Page extract:
Similarly, I found a perfect job for my predisposition. As a college professor, I spend 12 hours a week in a classroom, enjoying interacting with students (and, I really enjoy it). But, I enjoy it because I spend most of the rest of my time in my office. In my office, I am either alone or working with one or two people at a time - just right for me. At other times that I can choose, I can socialize with my colleagues over lunch or in the hall, and then return to my office to recharge.

I've always been this way - navigating public school as a child was horrific. If I hadn't been a bit of an outcast already, my inability to cope with the constant flow of people (from a crowded classroom, through crowded, chaotic halls to the next classroom) would have made me one. About 25% of people identify themselves as introverts. This really just means that they find time with people tiring and time alone revitalizing. Imagine, you extroverts out there, how you'd feel if a mandatory part of your upbringing required you to be by yourself in a room for six straight hours every day? Yeah, I thought so.

This is one of many ways that public education fails children. I would surmise (speculation only) that many (if not most) of the 25% of our population that identifies themselves as introverts find the straight six hours of public school exhausting. Like my oldest son, when he was in public school (and me, as a child) - many children get off the schoolbus at the end of the day completely wiped out. Z used to get off the bus to spend the next forty-five minutes in the bathroom. He didn't need the bathroom - he needed a quiet and private place to decompress.

This is one way that homeschooling can accomodate needs that the public school cannot. Z is happy and outgoing when he sees people now. As he no longer faces a barrage of people all day long; when he has time to socialize, he is eager to do so. He can choose to spend times with appropriately sized groups of people (generally small). He can spend time with the people that make him feel better about himself and avoid trying to navigate the complex and strange social world that we call public school. He is happier and does better with his friends in doses than he did when in a classroom all day, every day.

Data:
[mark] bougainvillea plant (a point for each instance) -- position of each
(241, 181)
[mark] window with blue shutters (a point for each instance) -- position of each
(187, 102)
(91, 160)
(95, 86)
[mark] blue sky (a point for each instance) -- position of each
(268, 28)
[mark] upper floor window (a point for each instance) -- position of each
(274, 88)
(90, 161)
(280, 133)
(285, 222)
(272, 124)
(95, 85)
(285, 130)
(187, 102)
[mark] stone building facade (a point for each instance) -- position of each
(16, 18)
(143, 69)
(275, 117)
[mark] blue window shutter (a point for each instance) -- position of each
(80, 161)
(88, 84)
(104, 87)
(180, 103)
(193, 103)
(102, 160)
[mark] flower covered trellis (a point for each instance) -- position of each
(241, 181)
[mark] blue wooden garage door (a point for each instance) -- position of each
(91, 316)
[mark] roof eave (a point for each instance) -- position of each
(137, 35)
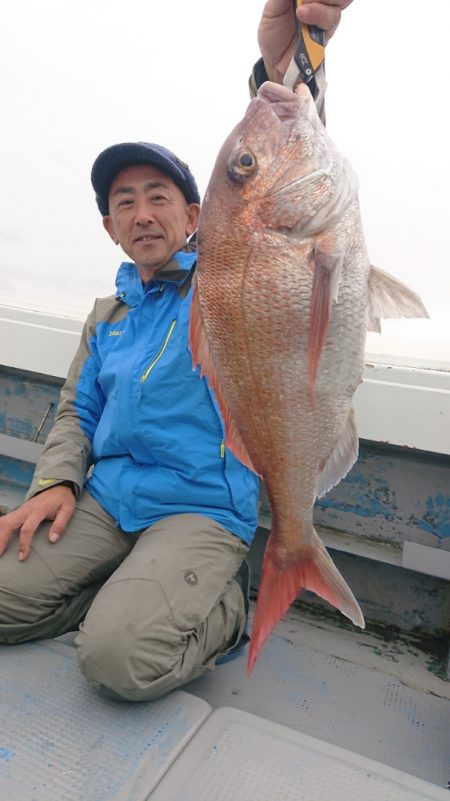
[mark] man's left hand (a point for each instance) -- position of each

Problem set:
A - Print everything from "This is one of" down to "place to decompress." in the passage on introversion and schooling, word for word.
B - Please carry on the passage on introversion and schooling, picking up after its final sentence.

Set of answers:
A -
This is one of many ways that public education fails children. I would surmise (speculation only) that many (if not most) of the 25% of our population that identifies themselves as introverts find the straight six hours of public school exhausting. Like my oldest son, when he was in public school (and me, as a child) - many children get off the schoolbus at the end of the day completely wiped out. Z used to get off the bus to spend the next forty-five minutes in the bathroom. He didn't need the bathroom - he needed a quiet and private place to decompress.

B -
Some might say that lack of socialization is a problem for homeschooled kids. Bah. If the social experiences in school mimicked adult life - that would be a scary thing. In adult life, if you choose your profession well - mean girls, bullies, playground antics, and sophomoric put-downs are not part of being appropriately socialized. Part of the problem with those that believe this myth of homeschool is that teachers and psychologists, therapists and school administrators are almost exclusively extroverted and have a difficult time understanding the challenges that schools present to introverts. Further, they think that all introverts are shy - we are not. All introverts find socializing tiring - but we socialize in different ways: some by trying to control social situations, some by chatting incessantly, some by silence, some by sneering... we are all different. I only wish that I could return to my awkward kid self and reinforce that being introverted and enjoying your own company is perfectly ok. While being popular is commonly expressed as a suitable goal - would make you unhappy. Popularity is partly characterized by (hello, duh) being around other people most of the time, often in large groups.

I will take this one step further and suggest that, at the very least, while it is unrealistic to expect schools to provide private time to introverted kids - they could reinforce that it is ok, normal, and provide some better coping mechanisms for children that don't understand why school leaves them mentally exhausted. If you got here because you need this kind of reassurance - you're ok. There are jobs out there for you that can balance your (everyone's) need for social interaction with time to yourself. There are romantic partners that also can balance your need for companionship and understand your need to have time to yourself.